# Compiti ed esercizi
a - Trascrivi parola per parola la parte del brano che comincia con "Alle periferie dell’esistenza" e si conclude con "dell’Università di Pisa.".
b - Secondo il brano, quale materia insegna Costantino Esposito e in quale università?

# Brano scelto
━━━━━━━━
Alle periferie dell’esistenza nell’epoca del nichilismo

Press Meeting

“La società del rischio globale, per riprendere il sociologo Ulrich Beck, vive il paradosso tra l’enfatizzazione dell’individualità da una parte e il rischio per ciascuno di essere periferico rispetto al contesto sociale a cui appartiene dall’altra”. Così Costantino Esposito, docente di Storia della filosofia all’Università di Bari, ha introdotto il tema del consueto appuntamento con la filosofia al Meeting che si è svolto all’Eni caffè letterario. Esposito ha poi presentato i relatori Eugenio Mazzarella, docente di Filosofia teoretica dell’Università di Napoli; Luigi Manconi, presidente della commissione straordinaria per la tutela e la promozione dei diritti umani del Senato e Adriano Fabris, docente di Filosofia morale dell’Università di Pisa.
Mazzarella denuncia l’attuale “shock antropologico che produce un io estraniato a se stesso senza più né cultura, né identità sessuale, né geni” e la presenza di una “crisi che investe la sociogenesi dell’homo sapiens“, ossia che mina le stesse fondamenta dell’umano inteso come essere politico, secondo la concezione filosofica classica. “Assistiamo a una smoralizzazione del mondo in una società dei liberi troppo liberi per essere liberi, in cui l’individuo può contrattare tutto, dal ruolo sociale all’identità di genere”.
Rispetto al problema del relativismo etico, Mazzarella riconosce che si tratta di “un fattore della nostra storia di libertà”, tuttavia rileva nello stesso tempo il pericolo di una riduzione dell’esercizio della libertà, per dirla con Nietzsche, a “una vogliuzza per il giorno e una vogliuzza per la notte” e il pericolo, nell’epoca del nichilismo, che “i tecnici in laboratorio pretendano di riscrivere senza contraddittorio le basi antropologiche dell’umano”.
“Bisogna intendere la periferia anche in senso economico-sociale”, afferma Manconi, il quale ritiene che “siamo oltre lo shock, in un’epoca di transizione dolorosa come le doglie del parto, ma l’esplosione della soggettività è un bene in vista della ricostituzione di nuovi legami sociali”. Per il parlamentare e sociologo, la crisi dei valori tradizionali comporta un pluralismo di valori, che non equivale al nichilismo, all’amoralità e alla sconfitta dell’umano.
━━━━━━━━
# Dati forniti
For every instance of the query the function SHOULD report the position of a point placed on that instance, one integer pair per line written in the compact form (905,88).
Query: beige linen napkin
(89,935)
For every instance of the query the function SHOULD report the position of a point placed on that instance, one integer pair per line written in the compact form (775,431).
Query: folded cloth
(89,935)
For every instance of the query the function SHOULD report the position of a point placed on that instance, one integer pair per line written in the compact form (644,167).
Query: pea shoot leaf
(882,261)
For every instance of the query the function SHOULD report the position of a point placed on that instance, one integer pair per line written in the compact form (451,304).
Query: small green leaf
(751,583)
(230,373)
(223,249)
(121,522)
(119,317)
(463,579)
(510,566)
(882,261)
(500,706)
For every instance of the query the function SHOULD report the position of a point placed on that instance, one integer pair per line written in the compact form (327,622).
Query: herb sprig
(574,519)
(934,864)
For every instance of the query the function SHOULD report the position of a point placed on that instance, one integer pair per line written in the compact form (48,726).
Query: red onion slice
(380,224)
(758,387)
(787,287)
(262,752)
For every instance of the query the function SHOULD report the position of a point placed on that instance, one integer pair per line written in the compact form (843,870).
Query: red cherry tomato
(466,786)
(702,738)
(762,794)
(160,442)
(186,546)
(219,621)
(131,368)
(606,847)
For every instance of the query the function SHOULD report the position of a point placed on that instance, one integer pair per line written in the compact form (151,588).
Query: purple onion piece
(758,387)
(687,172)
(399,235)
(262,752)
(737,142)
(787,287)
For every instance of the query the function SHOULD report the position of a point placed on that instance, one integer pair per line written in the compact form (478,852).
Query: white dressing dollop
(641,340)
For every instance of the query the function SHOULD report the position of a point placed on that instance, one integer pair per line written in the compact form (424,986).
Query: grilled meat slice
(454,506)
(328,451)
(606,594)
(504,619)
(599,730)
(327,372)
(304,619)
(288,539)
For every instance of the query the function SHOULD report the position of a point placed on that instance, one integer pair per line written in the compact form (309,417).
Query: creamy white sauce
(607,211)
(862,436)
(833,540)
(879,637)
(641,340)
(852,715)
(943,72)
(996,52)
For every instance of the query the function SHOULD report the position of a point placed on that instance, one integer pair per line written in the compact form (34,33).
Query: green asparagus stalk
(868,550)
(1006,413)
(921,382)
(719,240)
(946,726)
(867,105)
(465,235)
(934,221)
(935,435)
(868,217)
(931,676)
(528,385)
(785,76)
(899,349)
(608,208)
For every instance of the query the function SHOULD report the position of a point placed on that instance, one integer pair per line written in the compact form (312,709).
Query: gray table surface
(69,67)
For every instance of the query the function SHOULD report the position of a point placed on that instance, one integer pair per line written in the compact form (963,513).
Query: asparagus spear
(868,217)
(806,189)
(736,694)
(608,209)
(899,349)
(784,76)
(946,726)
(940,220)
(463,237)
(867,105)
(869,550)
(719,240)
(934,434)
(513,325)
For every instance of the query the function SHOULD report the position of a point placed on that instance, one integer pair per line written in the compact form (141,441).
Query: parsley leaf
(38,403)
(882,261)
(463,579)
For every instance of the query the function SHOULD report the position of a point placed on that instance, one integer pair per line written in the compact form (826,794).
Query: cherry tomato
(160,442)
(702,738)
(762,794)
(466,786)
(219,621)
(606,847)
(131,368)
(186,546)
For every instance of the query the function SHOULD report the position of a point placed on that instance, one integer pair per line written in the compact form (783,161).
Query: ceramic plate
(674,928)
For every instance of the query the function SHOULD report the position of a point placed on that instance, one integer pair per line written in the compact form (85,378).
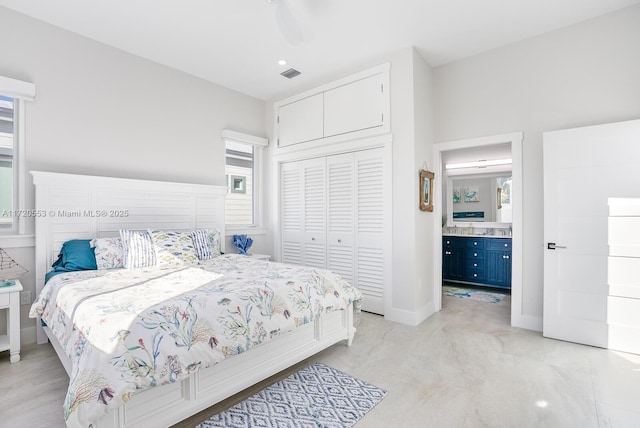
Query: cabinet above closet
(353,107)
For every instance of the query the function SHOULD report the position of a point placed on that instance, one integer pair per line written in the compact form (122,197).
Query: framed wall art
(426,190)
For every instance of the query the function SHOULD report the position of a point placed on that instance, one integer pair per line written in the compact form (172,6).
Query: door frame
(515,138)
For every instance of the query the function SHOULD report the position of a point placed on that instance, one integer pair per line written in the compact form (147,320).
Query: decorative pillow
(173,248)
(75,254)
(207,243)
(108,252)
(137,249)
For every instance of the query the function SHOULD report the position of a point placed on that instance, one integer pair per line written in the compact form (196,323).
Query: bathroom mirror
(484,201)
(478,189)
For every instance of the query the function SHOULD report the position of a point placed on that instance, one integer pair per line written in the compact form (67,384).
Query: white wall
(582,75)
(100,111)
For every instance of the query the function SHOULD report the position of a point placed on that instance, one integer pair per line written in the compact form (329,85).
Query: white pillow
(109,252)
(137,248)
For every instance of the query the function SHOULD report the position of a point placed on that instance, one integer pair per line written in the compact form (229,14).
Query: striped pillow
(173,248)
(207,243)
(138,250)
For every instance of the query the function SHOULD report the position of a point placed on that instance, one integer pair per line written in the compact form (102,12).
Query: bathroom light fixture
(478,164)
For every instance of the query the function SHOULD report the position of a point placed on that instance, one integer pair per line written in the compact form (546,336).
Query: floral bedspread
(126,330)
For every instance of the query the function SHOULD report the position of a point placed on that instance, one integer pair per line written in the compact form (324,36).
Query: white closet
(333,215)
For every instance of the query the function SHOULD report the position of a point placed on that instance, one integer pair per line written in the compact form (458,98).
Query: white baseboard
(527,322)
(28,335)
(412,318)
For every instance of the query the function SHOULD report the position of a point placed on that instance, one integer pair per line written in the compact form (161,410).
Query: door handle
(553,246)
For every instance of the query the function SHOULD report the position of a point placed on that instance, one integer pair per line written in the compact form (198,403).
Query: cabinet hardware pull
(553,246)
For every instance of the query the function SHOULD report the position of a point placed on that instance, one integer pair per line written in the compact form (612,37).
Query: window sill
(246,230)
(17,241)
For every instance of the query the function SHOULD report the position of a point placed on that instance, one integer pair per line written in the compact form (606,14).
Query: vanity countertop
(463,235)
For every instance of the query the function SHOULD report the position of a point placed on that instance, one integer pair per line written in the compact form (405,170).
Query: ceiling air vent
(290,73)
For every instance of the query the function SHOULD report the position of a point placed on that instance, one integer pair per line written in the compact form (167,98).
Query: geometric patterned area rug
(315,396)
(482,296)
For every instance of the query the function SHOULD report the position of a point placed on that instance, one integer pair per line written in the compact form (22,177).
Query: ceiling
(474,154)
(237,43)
━━━━━━━━
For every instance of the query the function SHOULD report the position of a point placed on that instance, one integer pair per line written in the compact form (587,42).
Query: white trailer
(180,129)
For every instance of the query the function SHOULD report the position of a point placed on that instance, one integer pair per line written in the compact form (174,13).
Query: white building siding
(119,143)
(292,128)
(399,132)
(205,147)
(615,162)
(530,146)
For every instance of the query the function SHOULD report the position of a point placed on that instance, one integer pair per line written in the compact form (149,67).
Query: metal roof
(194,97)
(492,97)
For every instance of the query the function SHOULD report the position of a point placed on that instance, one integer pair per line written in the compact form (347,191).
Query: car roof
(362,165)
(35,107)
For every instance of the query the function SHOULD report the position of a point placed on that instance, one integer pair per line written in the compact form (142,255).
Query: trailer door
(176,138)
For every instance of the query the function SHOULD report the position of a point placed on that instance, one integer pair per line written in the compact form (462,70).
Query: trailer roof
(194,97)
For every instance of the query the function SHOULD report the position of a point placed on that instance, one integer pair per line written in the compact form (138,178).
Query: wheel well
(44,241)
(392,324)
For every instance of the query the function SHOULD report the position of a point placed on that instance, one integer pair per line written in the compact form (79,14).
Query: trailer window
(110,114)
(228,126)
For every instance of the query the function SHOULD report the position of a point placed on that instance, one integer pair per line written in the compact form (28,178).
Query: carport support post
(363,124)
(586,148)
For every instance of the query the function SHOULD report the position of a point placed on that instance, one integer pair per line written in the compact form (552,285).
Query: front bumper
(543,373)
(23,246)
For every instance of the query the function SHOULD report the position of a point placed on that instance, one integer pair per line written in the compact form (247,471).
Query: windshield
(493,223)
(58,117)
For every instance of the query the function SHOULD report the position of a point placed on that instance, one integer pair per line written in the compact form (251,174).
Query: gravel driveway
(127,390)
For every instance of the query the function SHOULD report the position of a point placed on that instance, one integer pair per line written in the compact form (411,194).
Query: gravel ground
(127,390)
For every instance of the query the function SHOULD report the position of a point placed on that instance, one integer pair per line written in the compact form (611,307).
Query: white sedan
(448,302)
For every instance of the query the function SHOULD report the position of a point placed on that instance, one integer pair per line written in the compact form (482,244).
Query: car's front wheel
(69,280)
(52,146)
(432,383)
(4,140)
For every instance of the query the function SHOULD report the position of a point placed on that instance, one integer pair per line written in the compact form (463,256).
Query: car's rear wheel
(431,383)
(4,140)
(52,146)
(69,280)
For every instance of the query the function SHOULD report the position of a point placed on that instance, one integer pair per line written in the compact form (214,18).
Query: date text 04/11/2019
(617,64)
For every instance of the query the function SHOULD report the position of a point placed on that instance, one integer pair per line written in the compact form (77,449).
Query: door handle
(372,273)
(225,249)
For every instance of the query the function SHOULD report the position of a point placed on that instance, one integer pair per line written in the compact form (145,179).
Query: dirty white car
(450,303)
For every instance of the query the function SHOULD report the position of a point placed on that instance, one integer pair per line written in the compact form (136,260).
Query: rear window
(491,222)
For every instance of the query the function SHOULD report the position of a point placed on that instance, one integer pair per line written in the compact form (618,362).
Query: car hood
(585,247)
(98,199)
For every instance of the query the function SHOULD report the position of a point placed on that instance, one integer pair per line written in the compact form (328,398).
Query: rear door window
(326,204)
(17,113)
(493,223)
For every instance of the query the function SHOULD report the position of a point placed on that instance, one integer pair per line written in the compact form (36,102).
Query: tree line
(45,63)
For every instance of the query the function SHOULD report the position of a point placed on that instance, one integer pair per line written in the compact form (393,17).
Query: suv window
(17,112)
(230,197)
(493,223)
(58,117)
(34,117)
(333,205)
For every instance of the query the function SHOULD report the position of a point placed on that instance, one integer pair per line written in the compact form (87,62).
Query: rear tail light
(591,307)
━━━━━━━━
# Risposte fornite
a -
Alle periferie dell’esistenza nell’epoca del nichilismo

Press Meeting

“La società del rischio globale, per riprendere il sociologo Ulrich Beck, vive il paradosso tra l’enfatizzazione dell’individualità da una parte e il rischio per ciascuno di essere periferico rispetto al contesto sociale a cui appartiene dall’altra”. Così Costantino Esposito, docente di Storia della filosofia all’Università di Bari, ha introdotto il tema del consueto appuntamento con la filosofia al Meeting che si è svolto all’Eni caffè letterario. Esposito ha poi presentato i relatori Eugenio Mazzarella, docente di Filosofia teoretica dell’Università di Napoli; Luigi Manconi, presidente della commissione straordinaria per la tutela e la promozione dei diritti umani del Senato e Adriano Fabris, docente di Filosofia morale dell’Università di Pisa.

b - Storia della filosofia, all'Università di Bari.